WHAT THE TASK REQUIRES: Copy every entry below word for word, leaving out the pictures.

Extracted data entries:
────────────────

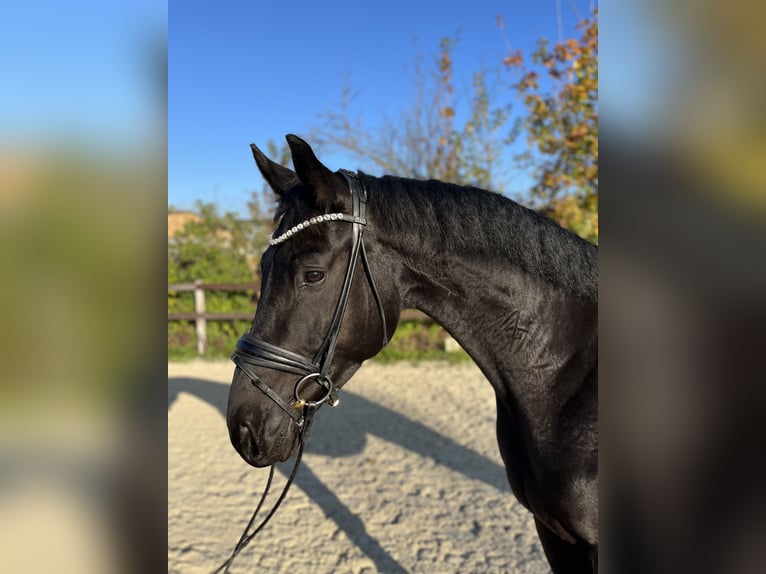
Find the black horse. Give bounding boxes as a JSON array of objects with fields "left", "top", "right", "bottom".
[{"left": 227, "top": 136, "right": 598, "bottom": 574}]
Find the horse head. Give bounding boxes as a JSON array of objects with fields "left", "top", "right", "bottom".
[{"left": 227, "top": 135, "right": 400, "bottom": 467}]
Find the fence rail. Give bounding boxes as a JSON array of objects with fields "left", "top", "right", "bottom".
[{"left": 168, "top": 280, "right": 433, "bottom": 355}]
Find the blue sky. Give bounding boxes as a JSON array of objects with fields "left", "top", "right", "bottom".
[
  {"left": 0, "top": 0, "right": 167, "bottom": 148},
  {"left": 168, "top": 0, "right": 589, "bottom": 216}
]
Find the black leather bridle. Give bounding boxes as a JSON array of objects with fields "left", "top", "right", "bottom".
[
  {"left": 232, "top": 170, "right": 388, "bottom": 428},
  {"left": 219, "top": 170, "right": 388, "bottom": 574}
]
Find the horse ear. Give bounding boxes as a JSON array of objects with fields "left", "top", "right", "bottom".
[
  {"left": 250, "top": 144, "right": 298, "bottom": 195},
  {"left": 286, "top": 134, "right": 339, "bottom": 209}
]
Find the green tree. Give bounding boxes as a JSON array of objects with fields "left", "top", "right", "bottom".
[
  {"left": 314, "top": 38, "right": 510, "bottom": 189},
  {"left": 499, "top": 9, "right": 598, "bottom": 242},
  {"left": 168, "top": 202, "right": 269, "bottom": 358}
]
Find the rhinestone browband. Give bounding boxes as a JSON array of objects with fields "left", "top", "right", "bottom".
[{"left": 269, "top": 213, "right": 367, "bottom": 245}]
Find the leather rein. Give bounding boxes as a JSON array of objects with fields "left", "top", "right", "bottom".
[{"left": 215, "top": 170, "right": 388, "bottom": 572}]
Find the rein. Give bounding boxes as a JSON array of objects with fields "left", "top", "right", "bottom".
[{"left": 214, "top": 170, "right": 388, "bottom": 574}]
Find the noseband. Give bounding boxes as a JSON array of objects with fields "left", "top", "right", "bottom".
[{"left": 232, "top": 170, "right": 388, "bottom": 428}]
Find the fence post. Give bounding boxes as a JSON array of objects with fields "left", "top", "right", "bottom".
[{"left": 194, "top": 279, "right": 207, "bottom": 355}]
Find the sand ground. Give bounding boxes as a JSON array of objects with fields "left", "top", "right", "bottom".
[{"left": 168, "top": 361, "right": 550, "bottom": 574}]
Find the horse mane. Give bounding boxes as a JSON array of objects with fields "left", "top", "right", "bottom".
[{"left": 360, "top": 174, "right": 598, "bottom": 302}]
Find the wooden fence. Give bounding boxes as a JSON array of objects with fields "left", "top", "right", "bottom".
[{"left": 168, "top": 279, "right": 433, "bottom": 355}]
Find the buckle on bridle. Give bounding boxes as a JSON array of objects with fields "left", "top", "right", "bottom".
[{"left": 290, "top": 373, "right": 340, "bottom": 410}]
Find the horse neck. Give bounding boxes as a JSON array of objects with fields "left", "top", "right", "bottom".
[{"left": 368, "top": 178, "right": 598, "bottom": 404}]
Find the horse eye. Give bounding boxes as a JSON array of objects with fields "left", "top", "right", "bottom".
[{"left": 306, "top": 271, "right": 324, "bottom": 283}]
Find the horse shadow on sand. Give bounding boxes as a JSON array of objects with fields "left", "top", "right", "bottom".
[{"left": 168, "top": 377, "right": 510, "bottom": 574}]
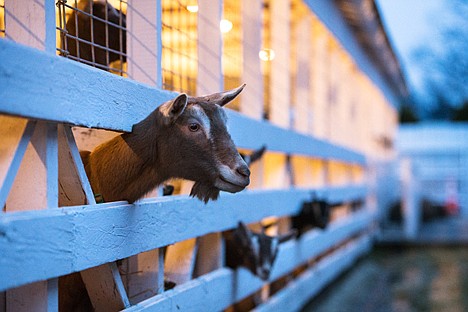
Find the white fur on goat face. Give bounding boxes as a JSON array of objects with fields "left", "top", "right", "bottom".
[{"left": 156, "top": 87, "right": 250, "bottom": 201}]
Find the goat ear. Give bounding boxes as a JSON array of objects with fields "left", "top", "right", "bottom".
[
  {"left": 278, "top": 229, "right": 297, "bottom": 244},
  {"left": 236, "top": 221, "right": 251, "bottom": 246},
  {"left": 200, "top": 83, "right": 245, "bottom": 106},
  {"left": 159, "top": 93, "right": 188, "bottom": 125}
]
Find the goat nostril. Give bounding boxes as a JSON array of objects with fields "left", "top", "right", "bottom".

────────────────

EXERCISE ANSWER:
Find the black horse. Give bounding boxes as a JSON array of objects with fields "left", "top", "right", "bottom".
[{"left": 227, "top": 136, "right": 598, "bottom": 574}]
Find the horse head. Give bounding boxes as a JSON array of objects with fields "left", "top", "right", "bottom".
[{"left": 227, "top": 135, "right": 400, "bottom": 467}]
Find the fence rail. Give bounding boxes as a JSON array of objects with fields "left", "top", "right", "bottom".
[{"left": 168, "top": 280, "right": 433, "bottom": 355}]
Find the blue sky. Give bounding boxes as a JSON array of objects with fields "left", "top", "right", "bottom".
[
  {"left": 0, "top": 0, "right": 167, "bottom": 148},
  {"left": 168, "top": 0, "right": 589, "bottom": 216}
]
Find the black leather bridle. Give bounding boxes as a JSON array of objects with fields "left", "top", "right", "bottom".
[
  {"left": 232, "top": 170, "right": 388, "bottom": 428},
  {"left": 219, "top": 170, "right": 388, "bottom": 574}
]
Find the horse ear. Give bounding boxes as a JSON array of objects with fields "left", "top", "right", "bottom".
[
  {"left": 250, "top": 144, "right": 298, "bottom": 195},
  {"left": 286, "top": 134, "right": 339, "bottom": 209}
]
Find the green tree. Give bounding boxes as a JSON array of objects with fields "left", "top", "right", "bottom".
[
  {"left": 314, "top": 38, "right": 510, "bottom": 189},
  {"left": 499, "top": 9, "right": 598, "bottom": 242},
  {"left": 168, "top": 202, "right": 269, "bottom": 358}
]
Find the rhinestone browband. Give bounding boxes as a JSON array of objects with fields "left", "top", "right", "bottom".
[{"left": 269, "top": 213, "right": 367, "bottom": 245}]
Find the leather rein. Give bounding boxes as a JSON array of objects with fields "left", "top", "right", "bottom".
[{"left": 215, "top": 170, "right": 388, "bottom": 572}]
Find the rein. Give bounding boxes as a JSON array of objects with fields "left", "top", "right", "bottom".
[{"left": 214, "top": 170, "right": 388, "bottom": 574}]
Find the noseband. Give bounding boxes as a JSON array of objects with fields "left", "top", "right", "bottom".
[{"left": 232, "top": 170, "right": 388, "bottom": 428}]
Find the fence post. Give bounding boxes as a JSON array of objects with fields "left", "top", "right", "bottom".
[{"left": 194, "top": 279, "right": 207, "bottom": 355}]
Find the sand ground. Give bounding boxes as a JSON array of objects with fields "left", "top", "right", "bottom".
[{"left": 168, "top": 361, "right": 550, "bottom": 574}]
Find the horse mane. Give bounding boxes as a JSON array of objects with fields "left", "top", "right", "bottom".
[{"left": 360, "top": 174, "right": 598, "bottom": 302}]
Find the wooden fence. Give bounding boxes as a JSON array of objects with fields "left", "top", "right", "bottom".
[{"left": 168, "top": 279, "right": 433, "bottom": 355}]
Find the buckle on bridle. Give bounding boxes as a JSON array of objects with fields "left", "top", "right", "bottom".
[{"left": 290, "top": 373, "right": 340, "bottom": 410}]
Find the horse neck. Give bounding boxes as a JSON array of objects with fields "left", "top", "right", "bottom".
[{"left": 368, "top": 178, "right": 598, "bottom": 404}]
Find the horse eye. Give bounding boxes as a JSON array of objects with fields "left", "top", "right", "bottom".
[{"left": 306, "top": 271, "right": 324, "bottom": 283}]
Find the horse shadow on sand. Give bounding boxes as a JSON array of objects with fields "left", "top", "right", "bottom".
[{"left": 168, "top": 377, "right": 510, "bottom": 574}]
Find the white fur on goat face. Give bounding boxes as a JSON array of objects with fields "left", "top", "right", "bottom".
[{"left": 156, "top": 87, "right": 250, "bottom": 201}]
Find the goat ear. Give bounding boxes as a JSON array of objects with fields "left", "top", "right", "bottom".
[
  {"left": 278, "top": 229, "right": 297, "bottom": 244},
  {"left": 236, "top": 221, "right": 251, "bottom": 246},
  {"left": 200, "top": 83, "right": 245, "bottom": 106},
  {"left": 159, "top": 93, "right": 188, "bottom": 125}
]
Find the goat nostril. Give bounding boxes as a JSON array of objects with fields "left", "top", "right", "bottom".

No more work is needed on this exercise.